■ Supplied text ■
Michael Higdon, a law professor at the University of Tennessee has a new article out: “Marginalized Fathers and Demonized Mothers: A Feminist Look at the Reproductive Freedom of Unmarried Men.” From the abstract:
Just last month, in the state of Utah, twelve biological fathers filed suit, challenging the state’s adoption laws—laws the fathers allege permit “legalized fraud and kidnapping.” Specifically, these laws require nonmarital fathers to promptly take legal action in Utah to preserve their paternal rights. A problem arises, however, as mothers from other states have started traveling to Utah specifically to surrender newborn children for adoption. The fathers, unaware that their children are being placed for adoption in another state, fail to take action in Utah and, as a result, are permanently deprived of all parental rights. In that sense, these laws—which actually are not much different than the adoption laws of other states—permit nonmarital mothers to effectively thwart a man’s desire to father a resulting child.
Although not the subject of the Utah lawsuit, at the other end of the spectrum, many are surprised to learn that the law also permits a nonmarital mother to force fatherhood on men who never even consented to the sexual act that produced the child. Male victims of statutory rape, for example, in every case to consider the issue, have been ordered to pay child support for children that were a product of the rape. Likewise, adult men who are victims of sexual assault as well as men whose sperm was taken without their consent (and subsequently used to artificially inseminate a female) have also been consistently ordered to pay child support for the resulting child. In all of these cases, the mother’s wrongdoing has been ruled irrelevant.

■ What this exercise asks ■
- 1) Answer these questions from the passage on the reproductive freedom of unmarried men:
(a) How many biological fathers filed suit in Utah?
(b) What do Utah's adoption laws require nonmarital fathers to do to preserve their paternal rights?
(c) What have male victims of statutory rape been ordered to pay for children produced by the rape?
- 2) Write the next paragraph of the passage on the reproductive freedom of unmarried men, starting after its final sentence.

[Saved entries]

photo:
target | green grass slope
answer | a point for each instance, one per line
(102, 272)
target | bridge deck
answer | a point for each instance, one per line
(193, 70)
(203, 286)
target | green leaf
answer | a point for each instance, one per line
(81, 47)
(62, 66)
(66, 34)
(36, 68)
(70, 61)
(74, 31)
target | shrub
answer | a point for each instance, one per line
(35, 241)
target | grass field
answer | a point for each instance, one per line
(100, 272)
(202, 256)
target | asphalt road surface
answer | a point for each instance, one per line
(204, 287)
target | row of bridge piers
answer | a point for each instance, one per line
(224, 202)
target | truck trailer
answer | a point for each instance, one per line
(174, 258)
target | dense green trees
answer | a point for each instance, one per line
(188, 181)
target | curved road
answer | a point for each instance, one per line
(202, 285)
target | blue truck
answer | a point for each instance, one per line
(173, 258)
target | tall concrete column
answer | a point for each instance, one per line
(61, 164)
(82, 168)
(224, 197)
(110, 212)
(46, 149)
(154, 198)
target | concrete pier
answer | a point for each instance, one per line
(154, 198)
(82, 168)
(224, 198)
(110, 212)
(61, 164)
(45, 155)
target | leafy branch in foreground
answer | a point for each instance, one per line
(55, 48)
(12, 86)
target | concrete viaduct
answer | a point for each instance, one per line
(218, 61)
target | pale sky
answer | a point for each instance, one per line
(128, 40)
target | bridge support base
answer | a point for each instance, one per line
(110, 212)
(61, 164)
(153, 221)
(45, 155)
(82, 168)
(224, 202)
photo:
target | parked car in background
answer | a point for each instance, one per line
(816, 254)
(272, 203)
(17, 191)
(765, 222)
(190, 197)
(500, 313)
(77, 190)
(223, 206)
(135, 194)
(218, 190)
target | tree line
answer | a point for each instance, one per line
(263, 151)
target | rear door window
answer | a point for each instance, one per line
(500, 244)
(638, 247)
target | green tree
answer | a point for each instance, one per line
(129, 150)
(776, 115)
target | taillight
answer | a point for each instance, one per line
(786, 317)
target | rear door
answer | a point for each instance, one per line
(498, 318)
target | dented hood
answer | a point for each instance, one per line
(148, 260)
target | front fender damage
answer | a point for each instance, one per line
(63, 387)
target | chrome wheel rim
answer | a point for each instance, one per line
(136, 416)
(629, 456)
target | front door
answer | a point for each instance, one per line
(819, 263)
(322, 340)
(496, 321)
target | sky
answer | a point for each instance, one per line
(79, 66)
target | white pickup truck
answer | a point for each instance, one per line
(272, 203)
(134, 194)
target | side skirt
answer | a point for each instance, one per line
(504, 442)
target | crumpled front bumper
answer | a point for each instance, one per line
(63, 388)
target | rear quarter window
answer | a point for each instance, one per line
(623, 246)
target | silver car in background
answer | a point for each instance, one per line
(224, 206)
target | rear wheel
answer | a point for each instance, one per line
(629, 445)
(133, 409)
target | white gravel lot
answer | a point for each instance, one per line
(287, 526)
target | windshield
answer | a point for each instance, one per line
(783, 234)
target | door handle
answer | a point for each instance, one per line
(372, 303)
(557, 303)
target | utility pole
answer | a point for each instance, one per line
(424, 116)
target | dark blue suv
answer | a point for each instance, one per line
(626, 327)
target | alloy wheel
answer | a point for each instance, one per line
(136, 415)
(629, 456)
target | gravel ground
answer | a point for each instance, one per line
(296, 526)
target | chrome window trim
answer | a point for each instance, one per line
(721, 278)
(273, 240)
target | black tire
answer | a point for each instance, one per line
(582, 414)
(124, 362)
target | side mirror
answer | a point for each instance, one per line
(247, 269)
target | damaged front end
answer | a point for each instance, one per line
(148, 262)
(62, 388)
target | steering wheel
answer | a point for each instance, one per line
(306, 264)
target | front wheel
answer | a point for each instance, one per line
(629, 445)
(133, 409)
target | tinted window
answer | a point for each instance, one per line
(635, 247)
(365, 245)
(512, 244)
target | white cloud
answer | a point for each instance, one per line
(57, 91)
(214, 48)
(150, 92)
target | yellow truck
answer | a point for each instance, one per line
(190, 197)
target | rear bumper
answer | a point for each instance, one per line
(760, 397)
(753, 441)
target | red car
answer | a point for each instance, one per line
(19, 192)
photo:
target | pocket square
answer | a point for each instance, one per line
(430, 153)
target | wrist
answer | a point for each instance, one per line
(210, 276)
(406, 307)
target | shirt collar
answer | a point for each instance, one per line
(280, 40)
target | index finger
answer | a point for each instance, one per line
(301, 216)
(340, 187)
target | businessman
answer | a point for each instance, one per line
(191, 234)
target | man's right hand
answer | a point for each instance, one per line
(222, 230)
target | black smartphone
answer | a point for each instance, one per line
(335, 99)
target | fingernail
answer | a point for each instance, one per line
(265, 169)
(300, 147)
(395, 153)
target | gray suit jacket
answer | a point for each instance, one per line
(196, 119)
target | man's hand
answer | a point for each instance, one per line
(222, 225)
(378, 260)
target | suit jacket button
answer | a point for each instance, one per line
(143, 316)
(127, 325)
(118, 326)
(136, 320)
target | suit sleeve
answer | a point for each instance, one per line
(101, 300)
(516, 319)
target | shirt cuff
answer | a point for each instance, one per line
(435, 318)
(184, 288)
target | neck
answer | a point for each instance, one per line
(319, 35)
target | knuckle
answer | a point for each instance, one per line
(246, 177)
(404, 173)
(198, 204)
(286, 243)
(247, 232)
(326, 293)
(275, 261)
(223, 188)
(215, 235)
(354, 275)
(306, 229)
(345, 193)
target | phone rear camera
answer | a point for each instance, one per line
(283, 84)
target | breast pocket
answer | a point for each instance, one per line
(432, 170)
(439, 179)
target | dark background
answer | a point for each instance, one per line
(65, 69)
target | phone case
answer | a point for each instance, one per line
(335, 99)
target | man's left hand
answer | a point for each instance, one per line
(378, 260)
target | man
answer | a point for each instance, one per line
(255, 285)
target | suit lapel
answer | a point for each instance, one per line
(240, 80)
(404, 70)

■ Answers for the exercise ■
- 1)
(a) Twelve.
(b) Promptly take legal action in Utah.
(c) Child support.

- 2)
In the enclosed article, Marginalized Fathers and Demonized Mothers: A Feminist Look at the Reproductive Freedom of Unmarried Men, I explore examples of both kinds of fathers—I refer to them as “Thwarted Fathers” and “Conscripted Fathers”—to reveal a serious problem that both share. Namely, the fathers in both categories have suffered a significant abridgment of their reproductive freedom, which the Supreme Court has identified as a fundamental right, either by having fatherhood forced upon them without consent or by having fatherhood withheld from them by deceit and subterfuge. In addition, what is particularly troubling about both classes of cases is that, in all of them, the person who was allowed to ultimately control the father’s reproductive freedom was the mother. After all, in both cases, it was decisions the mother unilaterally made that determined how much reproductive freedom the biological fathers would ultimately enjoy.